* Begin *

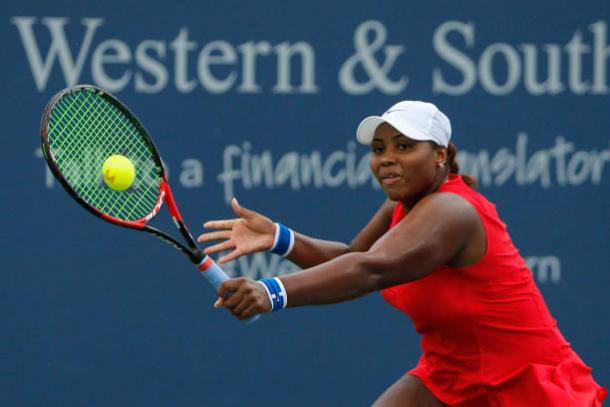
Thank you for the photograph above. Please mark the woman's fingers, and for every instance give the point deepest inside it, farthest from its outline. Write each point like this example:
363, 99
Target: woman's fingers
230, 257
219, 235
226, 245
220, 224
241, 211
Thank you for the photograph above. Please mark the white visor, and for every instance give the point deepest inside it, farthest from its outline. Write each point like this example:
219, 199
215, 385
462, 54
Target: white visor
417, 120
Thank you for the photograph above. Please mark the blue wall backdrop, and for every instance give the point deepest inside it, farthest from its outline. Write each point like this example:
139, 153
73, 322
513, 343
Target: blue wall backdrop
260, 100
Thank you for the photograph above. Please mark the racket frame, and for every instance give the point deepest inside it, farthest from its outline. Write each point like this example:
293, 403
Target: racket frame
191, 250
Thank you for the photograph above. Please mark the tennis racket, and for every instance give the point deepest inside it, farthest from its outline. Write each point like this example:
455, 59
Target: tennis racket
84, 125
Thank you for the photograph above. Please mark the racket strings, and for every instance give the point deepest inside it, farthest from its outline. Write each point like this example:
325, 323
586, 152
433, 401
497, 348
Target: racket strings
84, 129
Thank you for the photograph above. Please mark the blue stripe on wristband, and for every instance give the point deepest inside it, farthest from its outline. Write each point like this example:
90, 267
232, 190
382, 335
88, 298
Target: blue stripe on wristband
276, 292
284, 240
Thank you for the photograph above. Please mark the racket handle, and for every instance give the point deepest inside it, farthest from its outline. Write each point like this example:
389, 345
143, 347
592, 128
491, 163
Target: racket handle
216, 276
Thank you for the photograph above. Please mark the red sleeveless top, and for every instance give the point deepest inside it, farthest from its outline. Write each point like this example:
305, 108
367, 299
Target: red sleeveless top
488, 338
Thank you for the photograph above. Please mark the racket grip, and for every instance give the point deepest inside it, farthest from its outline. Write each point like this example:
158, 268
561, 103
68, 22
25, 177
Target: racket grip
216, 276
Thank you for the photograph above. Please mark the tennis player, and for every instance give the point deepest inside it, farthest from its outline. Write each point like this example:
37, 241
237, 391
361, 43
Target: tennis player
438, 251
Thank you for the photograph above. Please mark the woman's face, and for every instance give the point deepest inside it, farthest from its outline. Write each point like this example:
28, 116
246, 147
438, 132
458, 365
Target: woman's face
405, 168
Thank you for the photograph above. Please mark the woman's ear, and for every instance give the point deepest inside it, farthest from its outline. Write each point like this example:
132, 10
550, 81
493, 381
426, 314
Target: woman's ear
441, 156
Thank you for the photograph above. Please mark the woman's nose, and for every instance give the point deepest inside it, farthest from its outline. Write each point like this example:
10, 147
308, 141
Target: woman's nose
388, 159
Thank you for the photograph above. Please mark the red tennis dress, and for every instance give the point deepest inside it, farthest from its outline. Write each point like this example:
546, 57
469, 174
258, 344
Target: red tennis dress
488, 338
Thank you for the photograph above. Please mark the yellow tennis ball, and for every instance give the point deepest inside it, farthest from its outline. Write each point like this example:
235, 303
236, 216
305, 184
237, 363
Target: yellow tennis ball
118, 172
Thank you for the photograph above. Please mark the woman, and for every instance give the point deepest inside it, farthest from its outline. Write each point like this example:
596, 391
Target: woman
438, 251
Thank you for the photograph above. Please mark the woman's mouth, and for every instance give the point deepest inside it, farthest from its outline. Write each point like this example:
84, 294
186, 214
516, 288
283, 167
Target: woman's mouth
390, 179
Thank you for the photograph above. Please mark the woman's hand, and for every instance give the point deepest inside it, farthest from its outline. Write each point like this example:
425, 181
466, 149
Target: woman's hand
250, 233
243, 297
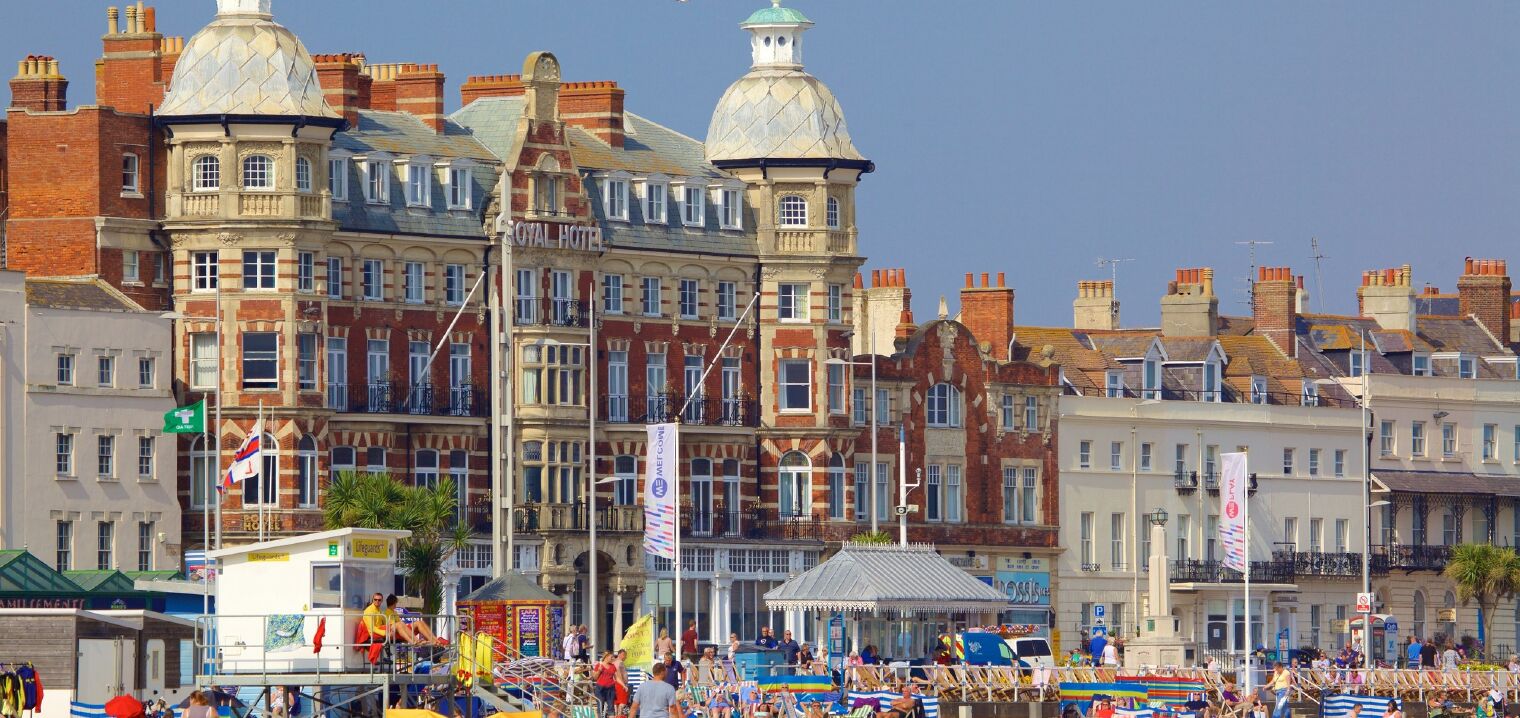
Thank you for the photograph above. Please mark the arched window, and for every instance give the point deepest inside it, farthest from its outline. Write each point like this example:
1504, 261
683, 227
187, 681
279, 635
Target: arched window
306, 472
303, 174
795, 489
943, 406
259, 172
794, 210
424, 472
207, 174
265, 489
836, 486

* End *
* Begin *

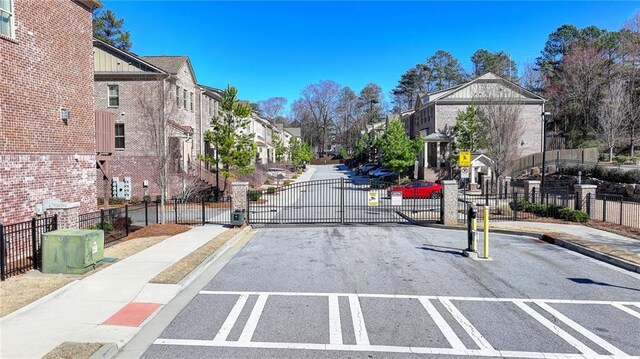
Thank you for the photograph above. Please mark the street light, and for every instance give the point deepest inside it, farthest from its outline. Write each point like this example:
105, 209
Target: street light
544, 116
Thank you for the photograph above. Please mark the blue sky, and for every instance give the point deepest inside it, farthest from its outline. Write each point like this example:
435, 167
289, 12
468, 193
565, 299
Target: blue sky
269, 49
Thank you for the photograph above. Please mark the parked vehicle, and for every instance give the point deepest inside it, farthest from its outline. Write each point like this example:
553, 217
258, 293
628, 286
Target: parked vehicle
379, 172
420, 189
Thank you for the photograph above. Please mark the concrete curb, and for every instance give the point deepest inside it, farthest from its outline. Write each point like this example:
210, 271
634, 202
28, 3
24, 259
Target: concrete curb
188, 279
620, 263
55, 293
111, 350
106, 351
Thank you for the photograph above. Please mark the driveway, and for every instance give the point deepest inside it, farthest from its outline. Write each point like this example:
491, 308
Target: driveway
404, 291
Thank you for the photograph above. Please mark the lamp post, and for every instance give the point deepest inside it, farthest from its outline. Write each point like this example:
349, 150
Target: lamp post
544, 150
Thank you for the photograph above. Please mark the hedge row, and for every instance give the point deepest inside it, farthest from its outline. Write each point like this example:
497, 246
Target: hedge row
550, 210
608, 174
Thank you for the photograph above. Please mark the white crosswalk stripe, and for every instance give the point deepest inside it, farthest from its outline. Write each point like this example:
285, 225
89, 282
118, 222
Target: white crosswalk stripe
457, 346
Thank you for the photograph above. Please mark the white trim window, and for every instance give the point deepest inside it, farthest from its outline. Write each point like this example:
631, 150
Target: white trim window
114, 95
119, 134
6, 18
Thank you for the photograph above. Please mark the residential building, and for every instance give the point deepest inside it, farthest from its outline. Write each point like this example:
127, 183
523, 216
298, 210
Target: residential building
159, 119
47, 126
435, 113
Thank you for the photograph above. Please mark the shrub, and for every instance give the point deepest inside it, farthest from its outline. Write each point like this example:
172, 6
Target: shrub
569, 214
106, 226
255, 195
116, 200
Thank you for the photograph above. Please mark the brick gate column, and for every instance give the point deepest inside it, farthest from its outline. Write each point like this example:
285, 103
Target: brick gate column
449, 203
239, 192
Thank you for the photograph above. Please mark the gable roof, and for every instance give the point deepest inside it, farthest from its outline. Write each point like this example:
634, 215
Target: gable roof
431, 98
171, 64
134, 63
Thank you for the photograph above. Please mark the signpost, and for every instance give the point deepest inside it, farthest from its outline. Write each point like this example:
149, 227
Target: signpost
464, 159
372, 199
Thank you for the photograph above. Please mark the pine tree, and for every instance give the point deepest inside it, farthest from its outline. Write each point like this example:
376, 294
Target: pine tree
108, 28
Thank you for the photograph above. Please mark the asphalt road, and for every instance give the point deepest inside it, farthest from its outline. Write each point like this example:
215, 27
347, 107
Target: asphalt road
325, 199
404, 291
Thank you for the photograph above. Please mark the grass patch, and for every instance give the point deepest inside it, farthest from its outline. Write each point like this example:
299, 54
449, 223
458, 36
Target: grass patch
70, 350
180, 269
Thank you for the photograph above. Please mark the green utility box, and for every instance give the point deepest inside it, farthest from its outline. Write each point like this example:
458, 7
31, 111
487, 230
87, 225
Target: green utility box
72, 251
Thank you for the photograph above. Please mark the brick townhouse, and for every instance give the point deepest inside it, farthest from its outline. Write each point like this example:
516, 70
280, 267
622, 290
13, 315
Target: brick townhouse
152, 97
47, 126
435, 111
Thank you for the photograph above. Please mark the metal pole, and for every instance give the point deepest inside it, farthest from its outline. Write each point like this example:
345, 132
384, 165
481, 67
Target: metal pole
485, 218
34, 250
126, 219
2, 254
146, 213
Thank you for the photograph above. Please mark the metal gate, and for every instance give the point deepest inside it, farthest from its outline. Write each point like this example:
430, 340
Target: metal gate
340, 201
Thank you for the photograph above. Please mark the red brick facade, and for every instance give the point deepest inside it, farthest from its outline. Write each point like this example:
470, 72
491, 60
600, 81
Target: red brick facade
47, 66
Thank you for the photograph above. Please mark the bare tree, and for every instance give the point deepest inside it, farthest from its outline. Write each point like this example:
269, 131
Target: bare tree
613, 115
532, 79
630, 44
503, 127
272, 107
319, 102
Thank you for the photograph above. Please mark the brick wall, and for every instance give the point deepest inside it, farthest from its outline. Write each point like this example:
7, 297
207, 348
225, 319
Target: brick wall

* End *
* Begin *

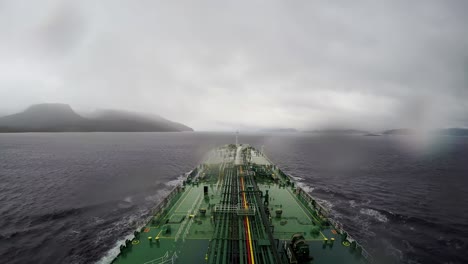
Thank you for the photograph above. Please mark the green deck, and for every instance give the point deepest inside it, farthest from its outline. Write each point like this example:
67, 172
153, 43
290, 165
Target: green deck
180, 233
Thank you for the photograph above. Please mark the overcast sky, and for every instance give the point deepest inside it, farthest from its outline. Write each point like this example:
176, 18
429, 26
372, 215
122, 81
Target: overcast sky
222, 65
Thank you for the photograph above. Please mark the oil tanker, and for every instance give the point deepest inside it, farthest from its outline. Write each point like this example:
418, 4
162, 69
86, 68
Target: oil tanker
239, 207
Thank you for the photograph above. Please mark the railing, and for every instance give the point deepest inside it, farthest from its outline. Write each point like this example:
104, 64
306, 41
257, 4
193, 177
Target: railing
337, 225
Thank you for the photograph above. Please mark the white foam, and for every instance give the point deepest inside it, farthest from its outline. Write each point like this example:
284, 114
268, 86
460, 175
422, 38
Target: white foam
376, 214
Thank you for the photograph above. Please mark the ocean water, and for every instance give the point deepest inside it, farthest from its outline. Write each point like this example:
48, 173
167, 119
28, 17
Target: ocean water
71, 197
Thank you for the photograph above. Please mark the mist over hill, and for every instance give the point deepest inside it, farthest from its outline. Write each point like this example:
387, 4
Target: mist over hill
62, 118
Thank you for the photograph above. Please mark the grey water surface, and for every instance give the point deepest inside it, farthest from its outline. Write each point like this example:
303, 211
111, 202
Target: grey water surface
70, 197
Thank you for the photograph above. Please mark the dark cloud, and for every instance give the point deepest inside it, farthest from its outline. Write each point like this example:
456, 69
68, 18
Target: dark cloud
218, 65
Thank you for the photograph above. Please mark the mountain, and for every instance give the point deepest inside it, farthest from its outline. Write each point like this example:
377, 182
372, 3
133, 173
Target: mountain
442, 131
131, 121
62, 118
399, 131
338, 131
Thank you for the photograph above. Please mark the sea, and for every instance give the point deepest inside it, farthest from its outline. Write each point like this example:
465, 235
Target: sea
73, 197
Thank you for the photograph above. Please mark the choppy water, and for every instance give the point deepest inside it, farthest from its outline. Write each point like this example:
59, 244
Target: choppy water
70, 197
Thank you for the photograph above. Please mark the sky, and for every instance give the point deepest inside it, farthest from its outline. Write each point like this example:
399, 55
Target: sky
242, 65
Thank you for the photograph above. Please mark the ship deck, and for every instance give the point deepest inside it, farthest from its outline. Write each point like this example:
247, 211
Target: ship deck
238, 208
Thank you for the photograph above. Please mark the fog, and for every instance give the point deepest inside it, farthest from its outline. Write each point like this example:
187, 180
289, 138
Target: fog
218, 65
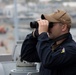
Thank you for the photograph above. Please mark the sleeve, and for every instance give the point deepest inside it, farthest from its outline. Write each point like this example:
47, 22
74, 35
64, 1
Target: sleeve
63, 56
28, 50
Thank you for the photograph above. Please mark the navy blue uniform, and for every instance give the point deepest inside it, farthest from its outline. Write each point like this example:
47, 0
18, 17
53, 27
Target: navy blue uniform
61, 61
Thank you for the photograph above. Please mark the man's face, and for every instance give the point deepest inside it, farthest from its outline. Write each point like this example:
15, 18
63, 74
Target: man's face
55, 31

* End *

_What to work on_
Count the lines in the records above that contain the word "ball". Reply with the number alone.

_Complete response_
2